RECORDS TO USE START

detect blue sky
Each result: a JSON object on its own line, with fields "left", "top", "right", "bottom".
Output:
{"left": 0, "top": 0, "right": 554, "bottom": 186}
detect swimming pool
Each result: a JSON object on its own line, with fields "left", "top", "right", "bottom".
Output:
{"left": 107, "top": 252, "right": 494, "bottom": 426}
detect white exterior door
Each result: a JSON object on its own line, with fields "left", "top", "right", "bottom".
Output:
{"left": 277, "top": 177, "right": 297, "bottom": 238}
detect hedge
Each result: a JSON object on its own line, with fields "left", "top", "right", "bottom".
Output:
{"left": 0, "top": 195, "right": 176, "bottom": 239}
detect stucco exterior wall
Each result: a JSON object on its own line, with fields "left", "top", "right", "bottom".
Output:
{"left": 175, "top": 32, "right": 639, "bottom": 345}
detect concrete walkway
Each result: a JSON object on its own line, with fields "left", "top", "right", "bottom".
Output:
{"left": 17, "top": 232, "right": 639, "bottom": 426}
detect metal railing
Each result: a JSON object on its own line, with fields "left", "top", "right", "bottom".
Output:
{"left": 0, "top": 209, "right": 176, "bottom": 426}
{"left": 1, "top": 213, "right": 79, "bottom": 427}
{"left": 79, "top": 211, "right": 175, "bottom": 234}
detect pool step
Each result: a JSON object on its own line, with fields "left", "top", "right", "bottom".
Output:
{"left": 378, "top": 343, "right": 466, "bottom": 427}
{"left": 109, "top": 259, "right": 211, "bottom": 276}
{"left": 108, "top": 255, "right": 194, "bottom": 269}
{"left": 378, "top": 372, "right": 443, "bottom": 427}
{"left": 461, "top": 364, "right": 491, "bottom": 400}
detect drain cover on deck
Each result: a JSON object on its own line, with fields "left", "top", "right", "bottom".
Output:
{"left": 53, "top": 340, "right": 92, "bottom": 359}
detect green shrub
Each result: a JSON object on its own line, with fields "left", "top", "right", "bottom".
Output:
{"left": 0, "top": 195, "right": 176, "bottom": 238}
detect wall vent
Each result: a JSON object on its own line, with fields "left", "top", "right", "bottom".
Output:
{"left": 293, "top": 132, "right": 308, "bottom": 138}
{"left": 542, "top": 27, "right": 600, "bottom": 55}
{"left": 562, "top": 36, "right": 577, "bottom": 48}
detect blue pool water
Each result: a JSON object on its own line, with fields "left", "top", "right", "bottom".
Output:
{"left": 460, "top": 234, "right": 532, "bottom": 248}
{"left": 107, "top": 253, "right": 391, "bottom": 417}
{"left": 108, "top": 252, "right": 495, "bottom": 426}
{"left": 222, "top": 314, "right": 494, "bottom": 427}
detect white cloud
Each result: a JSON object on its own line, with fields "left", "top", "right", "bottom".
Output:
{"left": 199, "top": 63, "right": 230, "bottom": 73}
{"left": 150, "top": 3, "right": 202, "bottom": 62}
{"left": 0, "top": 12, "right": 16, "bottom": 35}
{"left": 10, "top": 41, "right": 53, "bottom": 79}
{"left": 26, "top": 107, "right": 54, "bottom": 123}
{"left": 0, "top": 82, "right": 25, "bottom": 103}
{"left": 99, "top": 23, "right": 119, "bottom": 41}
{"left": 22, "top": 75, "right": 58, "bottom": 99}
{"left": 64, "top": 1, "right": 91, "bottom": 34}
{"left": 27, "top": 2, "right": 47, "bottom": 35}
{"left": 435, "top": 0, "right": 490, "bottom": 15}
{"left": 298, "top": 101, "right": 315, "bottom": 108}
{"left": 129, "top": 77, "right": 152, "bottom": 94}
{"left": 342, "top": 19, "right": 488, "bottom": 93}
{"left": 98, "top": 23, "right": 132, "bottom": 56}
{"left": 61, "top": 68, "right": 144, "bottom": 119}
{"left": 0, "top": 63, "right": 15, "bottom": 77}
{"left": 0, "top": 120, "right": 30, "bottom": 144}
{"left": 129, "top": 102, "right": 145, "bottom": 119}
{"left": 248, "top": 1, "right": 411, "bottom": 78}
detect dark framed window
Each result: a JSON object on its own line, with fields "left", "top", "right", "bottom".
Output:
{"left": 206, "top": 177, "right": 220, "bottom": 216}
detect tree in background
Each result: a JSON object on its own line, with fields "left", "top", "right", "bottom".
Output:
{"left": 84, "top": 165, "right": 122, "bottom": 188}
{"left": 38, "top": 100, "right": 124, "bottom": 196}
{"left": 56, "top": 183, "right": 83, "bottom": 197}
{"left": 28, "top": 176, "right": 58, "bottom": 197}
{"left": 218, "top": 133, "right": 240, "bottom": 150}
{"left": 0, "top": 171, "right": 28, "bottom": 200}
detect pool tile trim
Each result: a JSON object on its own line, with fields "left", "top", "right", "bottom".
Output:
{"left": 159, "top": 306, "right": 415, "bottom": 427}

RECORDS TO USE END

WHAT NEEDS TO BE DONE: Every line of the data must be written out again word for word.

SOLUTION TO THIS PROBLEM:
detect blue sky
Each result: a JSON object on its own line, with fields "left", "top", "right", "bottom".
Output:
{"left": 0, "top": 0, "right": 554, "bottom": 186}
detect swimming pool
Each result: a JSON object on its own line, with fields "left", "top", "right", "bottom".
Output:
{"left": 107, "top": 252, "right": 494, "bottom": 426}
detect white exterior door
Each result: a JSON object on its own line, with fields "left", "top", "right", "bottom".
Output:
{"left": 277, "top": 177, "right": 297, "bottom": 238}
detect hedge
Each result: a JSON object on its own line, with fields "left", "top", "right", "bottom".
Output:
{"left": 0, "top": 195, "right": 176, "bottom": 239}
detect stucco exterior wall
Each result: a JSON object on its own line, with fields "left", "top", "right", "bottom".
Output:
{"left": 175, "top": 32, "right": 639, "bottom": 345}
detect concrete walkway
Each result: a JSON object on its own line, with fields "left", "top", "right", "bottom".
Output:
{"left": 17, "top": 232, "right": 639, "bottom": 426}
detect metal railing
Each result: a JSON object on its own line, with fields "left", "top", "right", "bottom".
Output:
{"left": 0, "top": 209, "right": 176, "bottom": 426}
{"left": 1, "top": 213, "right": 79, "bottom": 427}
{"left": 79, "top": 211, "right": 175, "bottom": 234}
detect pool step
Each result: a JSON object on its own line, with fields "left", "top", "right", "bottom".
Output:
{"left": 378, "top": 343, "right": 466, "bottom": 427}
{"left": 109, "top": 259, "right": 211, "bottom": 276}
{"left": 108, "top": 255, "right": 194, "bottom": 269}
{"left": 378, "top": 372, "right": 443, "bottom": 427}
{"left": 461, "top": 364, "right": 491, "bottom": 400}
detect drain cover on deck
Each result: a JSON object on its own line, with fields "left", "top", "right", "bottom".
Output:
{"left": 53, "top": 340, "right": 92, "bottom": 359}
detect green shrub
Each result: a JSON object on its own line, with fields "left", "top", "right", "bottom".
Output:
{"left": 0, "top": 195, "right": 176, "bottom": 238}
detect wall vent
Each result: a JSON object on its own line, with fields "left", "top", "right", "bottom".
Output:
{"left": 293, "top": 132, "right": 308, "bottom": 138}
{"left": 542, "top": 27, "right": 600, "bottom": 55}
{"left": 562, "top": 36, "right": 577, "bottom": 48}
detect blue pool water
Each result: a JSON object on its own line, with fields "left", "top", "right", "bottom".
Output:
{"left": 460, "top": 234, "right": 532, "bottom": 248}
{"left": 107, "top": 253, "right": 391, "bottom": 417}
{"left": 108, "top": 252, "right": 495, "bottom": 426}
{"left": 222, "top": 314, "right": 494, "bottom": 427}
detect white cloud
Each result: a JSON object on its own line, with fields "left", "top", "right", "bottom".
Output:
{"left": 199, "top": 63, "right": 230, "bottom": 73}
{"left": 150, "top": 3, "right": 202, "bottom": 62}
{"left": 0, "top": 12, "right": 16, "bottom": 35}
{"left": 10, "top": 41, "right": 53, "bottom": 79}
{"left": 26, "top": 107, "right": 54, "bottom": 123}
{"left": 0, "top": 82, "right": 25, "bottom": 103}
{"left": 99, "top": 23, "right": 119, "bottom": 41}
{"left": 22, "top": 75, "right": 58, "bottom": 99}
{"left": 64, "top": 1, "right": 91, "bottom": 34}
{"left": 27, "top": 2, "right": 47, "bottom": 35}
{"left": 435, "top": 0, "right": 490, "bottom": 15}
{"left": 298, "top": 101, "right": 315, "bottom": 108}
{"left": 129, "top": 77, "right": 152, "bottom": 94}
{"left": 342, "top": 19, "right": 488, "bottom": 93}
{"left": 98, "top": 23, "right": 132, "bottom": 56}
{"left": 61, "top": 68, "right": 144, "bottom": 119}
{"left": 0, "top": 63, "right": 15, "bottom": 77}
{"left": 0, "top": 120, "right": 30, "bottom": 144}
{"left": 129, "top": 102, "right": 145, "bottom": 119}
{"left": 248, "top": 1, "right": 411, "bottom": 78}
detect dark framed window
Each result: a JSON object on its own line, with fields "left", "top", "right", "bottom".
Output:
{"left": 206, "top": 177, "right": 220, "bottom": 216}
detect tree in background
Each result: a JSON object on its own line, with fields "left", "top", "right", "bottom".
Output:
{"left": 84, "top": 165, "right": 122, "bottom": 188}
{"left": 38, "top": 100, "right": 124, "bottom": 196}
{"left": 56, "top": 183, "right": 83, "bottom": 197}
{"left": 28, "top": 176, "right": 58, "bottom": 197}
{"left": 218, "top": 133, "right": 240, "bottom": 150}
{"left": 0, "top": 171, "right": 28, "bottom": 200}
detect pool tile trim
Each result: a JSON object on its own line, with fields "left", "top", "right", "bottom".
Output:
{"left": 159, "top": 306, "right": 415, "bottom": 427}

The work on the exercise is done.